▸ WHAT YOU ARE ASKED TO DO
Pick up the research summary on the g-C₃N₄/NH₂-MIL-88B(Fe) heterojunction for methylene blue degradation after its final sentence and carry it forward.
— Start of TEXT EXTRACT —
Facilitation of the visible light-induced Fenton-like excitation of H₂O₂ via heterojunction of g-C₃N₄/NH₂-Iron terephthalate metal-organic framework for MB degradation

Home > News > Facilitation of the visible light-induced Fenton-like excitation of H₂O₂ via heterojunction of g-C₃N₄/NH₂-Iron terephthalate metal-organic framework for MB degradation

Summary:
The authors from South China University of Technology developed g-C₃N₄/NH₂-MIL-88B(Fe) heterojunction materials (lp-x composites) with efficient visible light-induced Fenton-like activity, high stability, and strong synergistic effect, achieving 100% degradation of methylene blue (MB) in 120 minutes in the field of organic pollutant degradation.

Background:
1. To address the problems of rigorous pH range, long operation time, and low efficiency in traditional Fenton-like reactions, previous researchers developed Fe-based metal-organic frameworks (MOFs) and g-C₃N₄ as photocatalysts. However, their individual activities are limited due to high electron-hole recombination rates and insufficient activation of H₂O₂.
2. The authors proposed an innovative method by constructing a heterojunction between g-C₃N₄ and NH₂-MIL-88B(Fe) via solvothermal synthesis, which facilitates photo-induced electron transfer, enhances H₂O₂ activation, and significantly improves photocatalytic performance.
— End of TEXT EXTRACT —
— Start of GIVEN DATA —
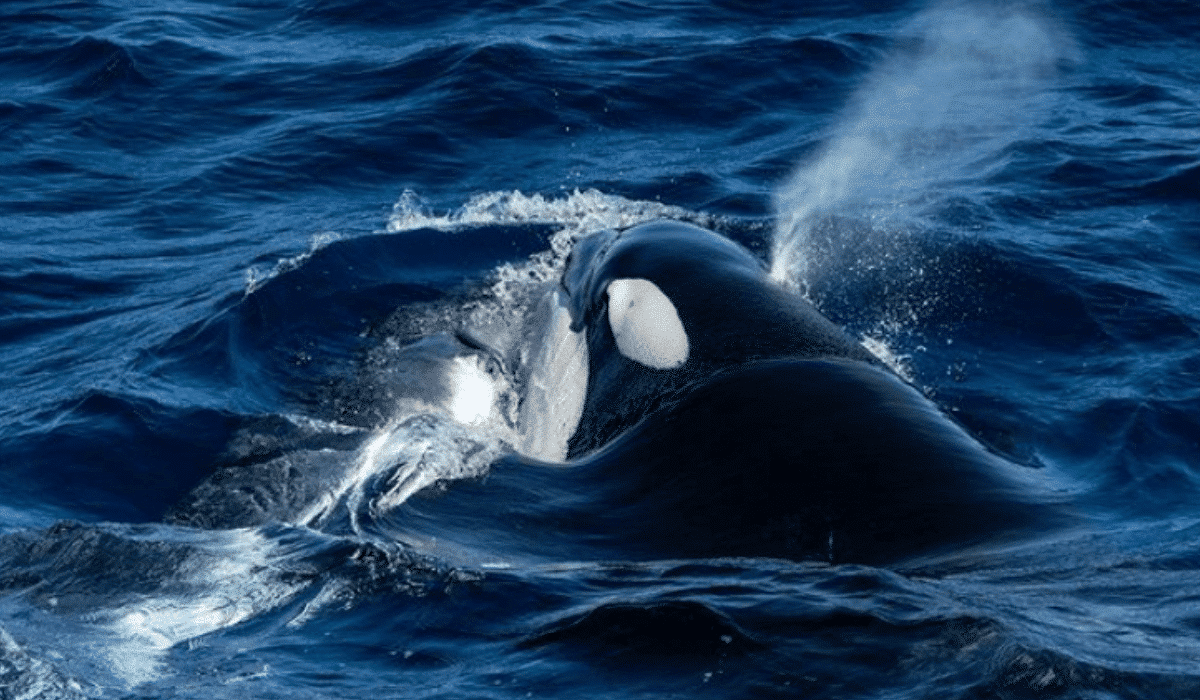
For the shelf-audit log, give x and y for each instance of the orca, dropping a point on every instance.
(725, 416)
(672, 401)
— End of GIVEN DATA —
▸ ANSWER TO THE TASK
Research Content:
1. Synthesis:
The authors synthesized g-C₃N₄ by calcining melamine at 550°C for 4 hours. NH₂-MIL-88B(Fe) was prepared via solvothermal method using FeCl₃, 2-aminoterephthalic acid, and DMF at 150°C for 3 days. The g-C₃N₄/NH₂-MIL-88B(Fe) heterojunctions (lp-x composites) were obtained by adding g-C₃N₄ during the solvothermal synthesis of NH₂-MIL-88B(Fe), where x represents the mass fraction of g-C₃N₄ (lp-2 with 10% g-C₃N₄ showed optimal performance).
2. Characterizations:
1) BET and pore size distribution: Not explicitly provided, but XRD confirmed the preservation of both g-C₃N₄ (peak at 27.2°) and NH₂-MIL-88B(Fe) frameworks in lp-x.
2) SEM/TEM tests show the particle size of the material: NH₂-MIL-88B(Fe) is spindle-shaped with a length of ~0.9 μm; g-C₃N₄ is lamellar nanosheets; lp-2 shows g-C₃N₄ nanosheets embedded in spindle-shaped NH₂-MIL-88B(Fe), forming a heterojunction.
3) Other tests: UV-vis DRS indicates band gaps of 1.14 eV (NH₂-MIL-88B(Fe)) and 2.70 eV (g-C₃N₄); XPS confirms Fe-N interactions and electron transfer; PL spectra show reduced electron-hole recombination in lp-x; ESR proves enhanced ·OH generation in lp-2/H₂O₂ system.
3. Application:
The material was tested in MB degradation and cyclic stability:
- lp-2 degraded 100% of MB in 120 minutes under visible light, which is 2 times and 4 times higher than NH₂-MIL-88B(Fe) and g-C₃N₄ alone, respectively.
- The synergistic index (SI) of lp-2/visible light/H₂O₂ system reached 305%.
- lp-2 maintained high activity after 4 cyclic uses, with stable crystal structure confirmed by XRD.
- It also degraded colorless salicylic acid, ruling out photosensitization effects.
4. Mechanism:
The enhanced performance is attributed to the heterojunction facilitating electron transfer:
- Under visible light, electrons in g-C₃N₄'s conduction band (CB) transfer to NH₂-MIL-88B(Fe)'s CB, reducing electron-hole recombination.
- Transferred electrons promote Fe³⁺ → Fe²⁺ in NH₂-MIL-88B(Fe), activating H₂O₂ via Fenton-like reactions to generate ·OH (confirmed by ESR).
- Two pathways contribute: direct Fenton-like activation of H₂O₂ by Fe ions, and photo-induced electron-driven activation enhanced by the heterojunction.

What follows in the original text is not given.